Work item: From the data below, restate every line word for word.

Input data:
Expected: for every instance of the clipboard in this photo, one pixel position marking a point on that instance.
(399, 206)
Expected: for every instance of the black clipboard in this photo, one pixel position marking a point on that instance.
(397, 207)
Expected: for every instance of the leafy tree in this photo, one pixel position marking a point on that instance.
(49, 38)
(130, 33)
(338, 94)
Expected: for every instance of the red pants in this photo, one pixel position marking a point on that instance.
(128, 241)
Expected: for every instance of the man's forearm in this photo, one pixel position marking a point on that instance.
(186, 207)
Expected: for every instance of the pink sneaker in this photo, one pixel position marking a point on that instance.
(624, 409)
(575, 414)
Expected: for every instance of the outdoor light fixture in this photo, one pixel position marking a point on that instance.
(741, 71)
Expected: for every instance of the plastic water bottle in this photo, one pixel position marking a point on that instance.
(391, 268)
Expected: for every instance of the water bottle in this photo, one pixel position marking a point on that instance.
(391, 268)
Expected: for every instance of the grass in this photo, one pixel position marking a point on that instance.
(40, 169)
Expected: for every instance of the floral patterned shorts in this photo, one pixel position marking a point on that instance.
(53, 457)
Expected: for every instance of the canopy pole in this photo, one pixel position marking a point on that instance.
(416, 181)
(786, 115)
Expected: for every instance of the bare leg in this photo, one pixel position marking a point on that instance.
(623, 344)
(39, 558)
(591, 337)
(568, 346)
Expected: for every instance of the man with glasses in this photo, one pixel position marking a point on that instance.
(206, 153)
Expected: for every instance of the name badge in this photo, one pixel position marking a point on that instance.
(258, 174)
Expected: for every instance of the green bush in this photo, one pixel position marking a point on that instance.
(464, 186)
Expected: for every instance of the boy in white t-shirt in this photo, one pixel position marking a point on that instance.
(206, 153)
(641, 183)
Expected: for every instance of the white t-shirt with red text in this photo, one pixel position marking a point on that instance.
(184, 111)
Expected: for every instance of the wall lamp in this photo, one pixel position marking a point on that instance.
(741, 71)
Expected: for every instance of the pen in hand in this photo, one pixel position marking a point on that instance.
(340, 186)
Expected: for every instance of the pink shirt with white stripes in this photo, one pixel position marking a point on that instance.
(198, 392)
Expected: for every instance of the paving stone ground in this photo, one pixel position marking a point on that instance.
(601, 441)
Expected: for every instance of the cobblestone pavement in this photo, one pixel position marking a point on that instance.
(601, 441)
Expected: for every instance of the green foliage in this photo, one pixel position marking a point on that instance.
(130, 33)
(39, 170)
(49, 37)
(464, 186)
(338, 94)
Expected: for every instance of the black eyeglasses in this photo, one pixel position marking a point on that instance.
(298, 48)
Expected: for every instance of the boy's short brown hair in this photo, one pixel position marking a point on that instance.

Response below:
Expected: for every instance of the clipboard in this photo, one pixel position marking a point on that instance.
(399, 206)
Expected: for every instance of the black clipboard in this photo, one pixel position marking a point on that instance.
(397, 207)
Expected: for every instance of the leafy tree in this photo, one pixel position marking a point on that instance.
(49, 38)
(130, 33)
(338, 94)
Expected: for every instance of the red pants in this photo, one pixel position marking a point on that instance.
(128, 241)
Expected: for every instance of the man's forearm in this photo, one pixel position marking a point on that instance.
(186, 207)
Expected: for every instance of the pink sneaker in this photo, one pixel position marking a point on that instance.
(624, 409)
(575, 414)
Expected: for every instance of the outdoor light fixture in this photo, one pixel position marking a point on that instance.
(741, 71)
Expected: for every instance of the plastic water bottle in this photo, one pixel position marking a point on that instance.
(391, 268)
Expected: for every instance of the water bottle in this photo, one pixel position marking a point on that instance.
(391, 268)
Expected: for every instance of the grass in this photo, one pixel position marking a point on that instance.
(40, 169)
Expected: for every instance of the floral patterned shorts in this photo, one pixel position marking a point on that instance.
(53, 457)
Expected: for every instance of the canopy pole in this photo, one pixel position marking a point on that instance.
(416, 181)
(786, 115)
Expected: for every instance of the bare leg in this photo, one pixel position marking a point on that instance.
(623, 344)
(39, 558)
(591, 337)
(568, 346)
Expected: for every instance of the man with glasses in this photo, one pixel position marking a point on that instance.
(206, 153)
Expected: for every instance of the name badge in this photo, one pixel position marking a point on that instance.
(258, 174)
Expected: for every instance of the green bush in this photo, one pixel position marking a point on that instance.
(464, 186)
Expected: for every instance of the boy in white t-shirt in this photo, one pixel position marking a point on that instance.
(206, 153)
(641, 183)
Expected: for every instance of the white t-shirt with red text in this photo, one pixel position marking a point on that instance.
(184, 111)
Expected: for every instance of the wall lamp in this photo, one pixel position marking a point on that instance.
(741, 71)
Expected: for every instance of the pen in hand in this photo, one pixel position marking a point on that instance.
(340, 186)
Expected: for every instance of the pink shirt with white stripes in this photo, one pixel position marking a point on that instance.
(198, 392)
Expected: for every instance of the paving stone ground in this photo, one pixel position marking a point on that instance.
(601, 441)
Expected: for every instance of the cobblestone pavement in this photo, one pixel position marking a point on that instance.
(601, 441)
Expected: for every instance of the green foliage in this photo, one pixel position marking a point on that instance.
(130, 33)
(39, 170)
(49, 37)
(464, 186)
(338, 94)
Expected: for every instance of the black eyeglasses in this photo, one pixel position marking a point on that instance.
(298, 48)
Expected: for every instance of the boy's short brown hair in this photo, one pixel position marking a point on that instance.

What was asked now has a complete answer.